--- Start QUOTED TEXT ---

I think those of us that care, but occasionally say something bad will be
helped a lot by this. I'm always trying to ask myself "will this be upvoted"
when posting things, as I'm trying to be as helpful as possible.

However, people that are actually trying to troll or can't tell that they're
trolling won't really stop because of this change. I don't really have an
answer, either: this is a Hard Problem.

Edit: I should also say that any of us can easily be in the "can't tell we're
trolling" camp at any time; it's a per-comment thing, not an "I'm a good
poster, what shall we do about those terrible bad ones!" deal.

------
robryan
Another aspect to the average is probably timezone, as this post for example
which is being written after what would be the prime time hours when most of
the discussion has already occurred. I'm sure over time this would effect
average.

I don't so much think average is important, possibly a derivative of it would
be average amount of posts to receive down votes. We don't want to discourage
people replying to threads that are falling off the front page, even if the
only person who sees the post is the person that the post was in reply to,
that still sounds like a net gain if it was useful or made a good point.

--- End QUOTED TEXT ---
--- Start DATA ---

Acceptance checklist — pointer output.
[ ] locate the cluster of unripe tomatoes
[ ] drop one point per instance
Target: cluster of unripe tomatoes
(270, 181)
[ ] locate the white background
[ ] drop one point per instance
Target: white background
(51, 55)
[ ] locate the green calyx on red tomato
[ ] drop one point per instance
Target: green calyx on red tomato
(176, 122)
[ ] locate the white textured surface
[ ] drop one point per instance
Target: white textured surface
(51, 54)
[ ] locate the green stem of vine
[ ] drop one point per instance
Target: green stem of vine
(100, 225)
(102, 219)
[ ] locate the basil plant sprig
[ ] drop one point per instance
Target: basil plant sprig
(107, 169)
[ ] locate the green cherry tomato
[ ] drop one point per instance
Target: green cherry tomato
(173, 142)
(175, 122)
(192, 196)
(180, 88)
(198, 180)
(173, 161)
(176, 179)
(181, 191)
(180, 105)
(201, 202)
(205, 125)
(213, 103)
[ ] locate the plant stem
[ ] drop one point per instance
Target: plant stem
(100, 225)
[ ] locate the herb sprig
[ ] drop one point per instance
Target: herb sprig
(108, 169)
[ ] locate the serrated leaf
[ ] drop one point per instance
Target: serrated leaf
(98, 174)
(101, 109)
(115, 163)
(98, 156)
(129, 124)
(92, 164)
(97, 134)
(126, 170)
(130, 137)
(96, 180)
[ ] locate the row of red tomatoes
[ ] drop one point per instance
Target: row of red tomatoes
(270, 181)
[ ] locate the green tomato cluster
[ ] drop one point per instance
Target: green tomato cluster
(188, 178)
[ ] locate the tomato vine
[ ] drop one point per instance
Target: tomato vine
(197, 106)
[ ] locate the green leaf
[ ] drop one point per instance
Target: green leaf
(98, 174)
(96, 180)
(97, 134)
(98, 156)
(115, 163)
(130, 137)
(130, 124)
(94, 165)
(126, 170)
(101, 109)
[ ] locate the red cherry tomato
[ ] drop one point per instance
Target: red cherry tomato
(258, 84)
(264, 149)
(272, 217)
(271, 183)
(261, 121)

--- End DATA ---
--- Start DATA ---

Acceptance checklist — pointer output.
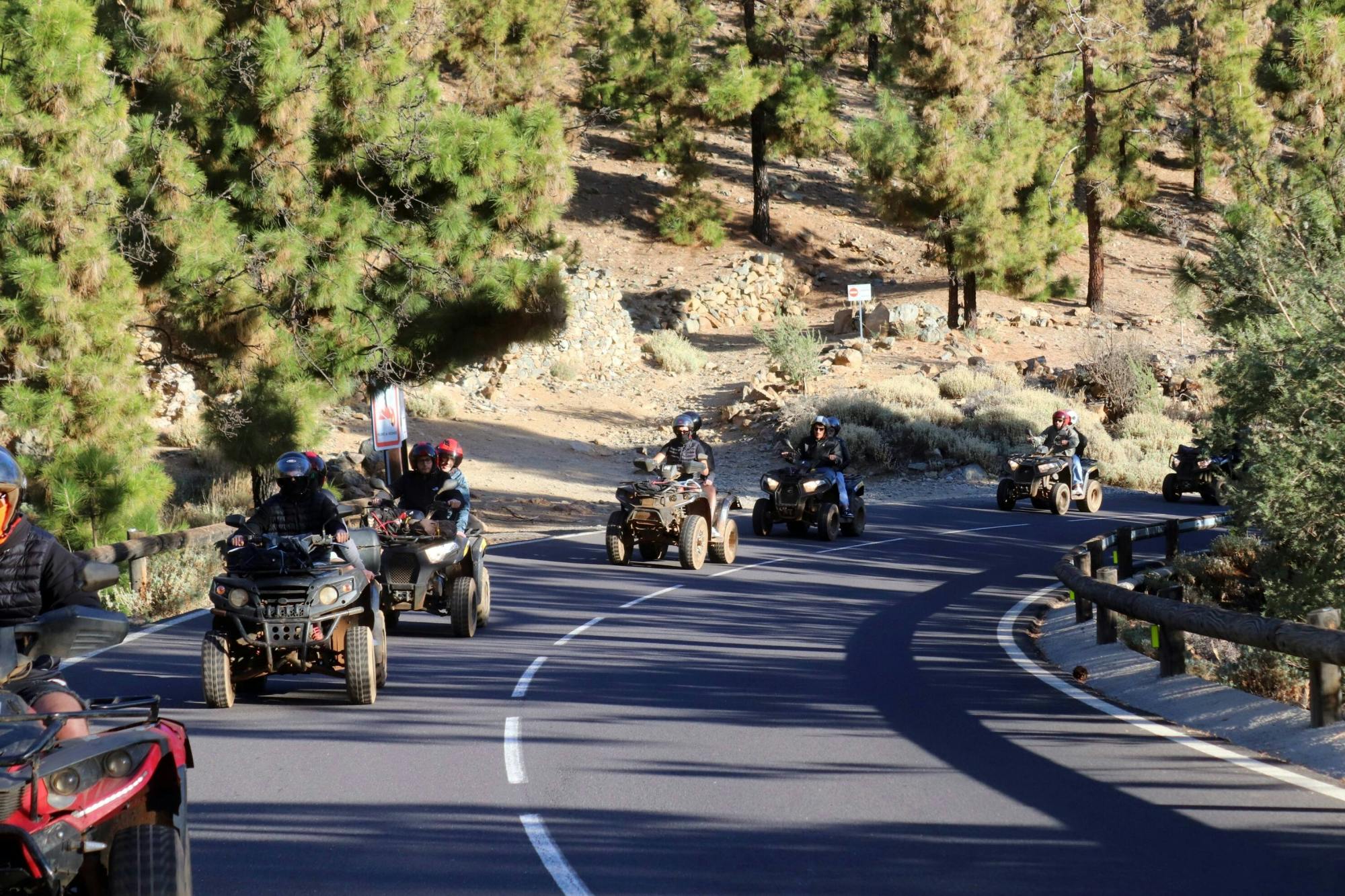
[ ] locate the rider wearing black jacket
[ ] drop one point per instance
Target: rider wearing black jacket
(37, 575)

--- End DATA ---
--- Start DATA ---

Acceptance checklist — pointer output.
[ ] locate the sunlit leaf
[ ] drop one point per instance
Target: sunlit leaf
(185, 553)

--- End DATA ---

Reproduce the part of the forum discussion on comment voting above, starting at "when posting things, as" and ending at "a Hard Problem.".

when posting things, as I'm trying to be as helpful as possible.

However, people that are actually trying to troll or can't tell that they're
trolling won't really stop because of this change. I don't really have an
answer, either: this is a Hard Problem.